SUPPLIED DATA —
>>>>

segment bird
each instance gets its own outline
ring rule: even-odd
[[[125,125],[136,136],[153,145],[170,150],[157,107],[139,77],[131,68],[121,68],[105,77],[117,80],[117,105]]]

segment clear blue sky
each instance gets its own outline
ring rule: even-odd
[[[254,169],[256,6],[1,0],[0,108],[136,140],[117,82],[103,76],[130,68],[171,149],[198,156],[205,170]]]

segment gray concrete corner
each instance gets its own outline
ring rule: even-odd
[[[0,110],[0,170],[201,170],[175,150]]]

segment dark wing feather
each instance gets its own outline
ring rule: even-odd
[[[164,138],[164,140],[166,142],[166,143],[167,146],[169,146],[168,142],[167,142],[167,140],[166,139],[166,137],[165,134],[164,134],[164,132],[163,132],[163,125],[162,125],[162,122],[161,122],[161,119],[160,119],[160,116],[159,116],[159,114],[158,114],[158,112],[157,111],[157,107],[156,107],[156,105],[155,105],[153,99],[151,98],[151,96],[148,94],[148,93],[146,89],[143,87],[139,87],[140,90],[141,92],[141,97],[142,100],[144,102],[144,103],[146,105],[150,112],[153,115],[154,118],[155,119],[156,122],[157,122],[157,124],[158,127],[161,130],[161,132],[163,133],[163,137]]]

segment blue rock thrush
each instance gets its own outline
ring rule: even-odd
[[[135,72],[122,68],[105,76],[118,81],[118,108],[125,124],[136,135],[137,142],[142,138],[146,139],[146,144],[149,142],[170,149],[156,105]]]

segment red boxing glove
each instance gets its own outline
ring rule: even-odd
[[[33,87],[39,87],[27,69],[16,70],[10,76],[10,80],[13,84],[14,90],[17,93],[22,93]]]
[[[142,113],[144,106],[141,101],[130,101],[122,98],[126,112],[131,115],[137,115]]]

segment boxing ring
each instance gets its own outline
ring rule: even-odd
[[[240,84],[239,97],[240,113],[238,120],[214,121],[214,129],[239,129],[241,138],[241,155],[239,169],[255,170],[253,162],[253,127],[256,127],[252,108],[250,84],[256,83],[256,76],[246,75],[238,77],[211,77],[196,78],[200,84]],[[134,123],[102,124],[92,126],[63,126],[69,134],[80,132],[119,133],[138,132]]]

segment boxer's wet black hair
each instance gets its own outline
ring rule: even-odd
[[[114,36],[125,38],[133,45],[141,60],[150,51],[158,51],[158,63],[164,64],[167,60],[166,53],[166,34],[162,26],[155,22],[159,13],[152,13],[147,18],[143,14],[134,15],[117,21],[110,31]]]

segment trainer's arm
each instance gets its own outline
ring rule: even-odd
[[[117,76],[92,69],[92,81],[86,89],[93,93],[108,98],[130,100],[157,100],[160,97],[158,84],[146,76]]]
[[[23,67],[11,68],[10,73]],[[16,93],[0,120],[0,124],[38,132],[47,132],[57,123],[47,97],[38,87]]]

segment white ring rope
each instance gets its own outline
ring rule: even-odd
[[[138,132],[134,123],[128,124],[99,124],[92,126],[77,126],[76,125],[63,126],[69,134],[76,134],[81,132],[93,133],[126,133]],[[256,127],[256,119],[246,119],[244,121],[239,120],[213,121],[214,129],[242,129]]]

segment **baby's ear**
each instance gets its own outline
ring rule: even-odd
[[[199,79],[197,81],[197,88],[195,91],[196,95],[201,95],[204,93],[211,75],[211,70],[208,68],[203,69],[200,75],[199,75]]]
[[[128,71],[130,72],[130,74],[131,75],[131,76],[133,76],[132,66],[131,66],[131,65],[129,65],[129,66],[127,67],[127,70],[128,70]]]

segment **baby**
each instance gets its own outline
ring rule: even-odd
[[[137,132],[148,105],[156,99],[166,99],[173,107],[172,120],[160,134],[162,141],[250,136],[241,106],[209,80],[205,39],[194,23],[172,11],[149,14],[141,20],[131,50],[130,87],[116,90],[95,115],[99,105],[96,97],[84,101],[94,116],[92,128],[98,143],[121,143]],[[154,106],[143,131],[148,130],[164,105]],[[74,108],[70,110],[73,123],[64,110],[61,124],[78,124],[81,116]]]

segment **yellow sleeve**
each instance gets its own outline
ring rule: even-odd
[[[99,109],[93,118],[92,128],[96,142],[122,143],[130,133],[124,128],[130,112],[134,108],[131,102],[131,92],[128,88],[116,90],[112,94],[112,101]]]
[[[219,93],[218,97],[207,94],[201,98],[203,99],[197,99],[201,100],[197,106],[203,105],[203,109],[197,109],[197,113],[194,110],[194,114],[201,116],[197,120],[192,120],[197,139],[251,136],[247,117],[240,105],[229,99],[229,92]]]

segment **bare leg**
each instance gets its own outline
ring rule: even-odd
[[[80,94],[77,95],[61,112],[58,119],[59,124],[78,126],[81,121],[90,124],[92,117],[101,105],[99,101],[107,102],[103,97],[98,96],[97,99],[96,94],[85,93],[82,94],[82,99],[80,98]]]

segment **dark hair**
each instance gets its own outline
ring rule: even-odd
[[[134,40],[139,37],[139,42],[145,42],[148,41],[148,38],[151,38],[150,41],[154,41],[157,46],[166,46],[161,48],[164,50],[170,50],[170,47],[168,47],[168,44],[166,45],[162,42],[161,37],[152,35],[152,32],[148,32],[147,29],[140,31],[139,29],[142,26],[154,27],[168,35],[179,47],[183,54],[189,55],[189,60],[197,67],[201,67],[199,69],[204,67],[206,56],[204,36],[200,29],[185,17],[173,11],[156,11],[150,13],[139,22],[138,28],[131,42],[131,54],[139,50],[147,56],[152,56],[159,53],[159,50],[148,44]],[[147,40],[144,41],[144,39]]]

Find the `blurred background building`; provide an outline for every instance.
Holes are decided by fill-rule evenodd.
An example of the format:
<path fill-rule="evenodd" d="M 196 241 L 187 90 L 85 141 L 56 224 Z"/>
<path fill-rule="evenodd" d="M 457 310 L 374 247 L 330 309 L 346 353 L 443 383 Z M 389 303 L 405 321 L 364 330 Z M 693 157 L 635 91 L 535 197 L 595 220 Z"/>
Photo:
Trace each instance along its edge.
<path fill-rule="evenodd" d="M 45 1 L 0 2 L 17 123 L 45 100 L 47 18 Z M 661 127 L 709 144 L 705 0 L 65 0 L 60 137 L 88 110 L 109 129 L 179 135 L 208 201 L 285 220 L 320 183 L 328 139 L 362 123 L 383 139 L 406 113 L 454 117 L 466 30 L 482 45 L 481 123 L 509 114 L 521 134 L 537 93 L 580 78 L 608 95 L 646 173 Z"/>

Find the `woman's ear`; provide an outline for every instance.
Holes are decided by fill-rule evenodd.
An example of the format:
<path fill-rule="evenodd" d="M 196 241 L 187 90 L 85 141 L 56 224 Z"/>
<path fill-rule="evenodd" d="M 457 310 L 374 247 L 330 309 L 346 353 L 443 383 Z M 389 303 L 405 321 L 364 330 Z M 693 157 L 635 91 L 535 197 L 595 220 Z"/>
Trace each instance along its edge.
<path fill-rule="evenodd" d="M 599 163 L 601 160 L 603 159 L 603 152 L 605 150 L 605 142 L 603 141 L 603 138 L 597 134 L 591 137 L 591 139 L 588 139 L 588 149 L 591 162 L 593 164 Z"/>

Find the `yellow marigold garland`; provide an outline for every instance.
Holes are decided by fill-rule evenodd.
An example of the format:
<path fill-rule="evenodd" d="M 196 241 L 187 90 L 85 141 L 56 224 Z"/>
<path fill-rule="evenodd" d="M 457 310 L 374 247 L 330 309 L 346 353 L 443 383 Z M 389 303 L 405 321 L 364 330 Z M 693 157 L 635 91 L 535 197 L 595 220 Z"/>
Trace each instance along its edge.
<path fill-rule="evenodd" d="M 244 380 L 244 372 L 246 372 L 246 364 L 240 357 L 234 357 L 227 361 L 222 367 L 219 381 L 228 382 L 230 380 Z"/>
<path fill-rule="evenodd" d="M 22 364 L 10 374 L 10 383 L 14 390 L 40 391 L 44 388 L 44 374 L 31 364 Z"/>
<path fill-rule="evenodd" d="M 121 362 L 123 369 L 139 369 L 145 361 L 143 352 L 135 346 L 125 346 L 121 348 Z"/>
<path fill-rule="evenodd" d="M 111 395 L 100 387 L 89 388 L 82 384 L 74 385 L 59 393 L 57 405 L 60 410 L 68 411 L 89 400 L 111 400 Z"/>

<<<<

PROBLEM REQUIREMENTS — Please identify every line in the entries above that contains the word "dark", and copy each of those lines out. Case counts.

FULL OUTPUT —
segment dark wing feather
segment **dark hair**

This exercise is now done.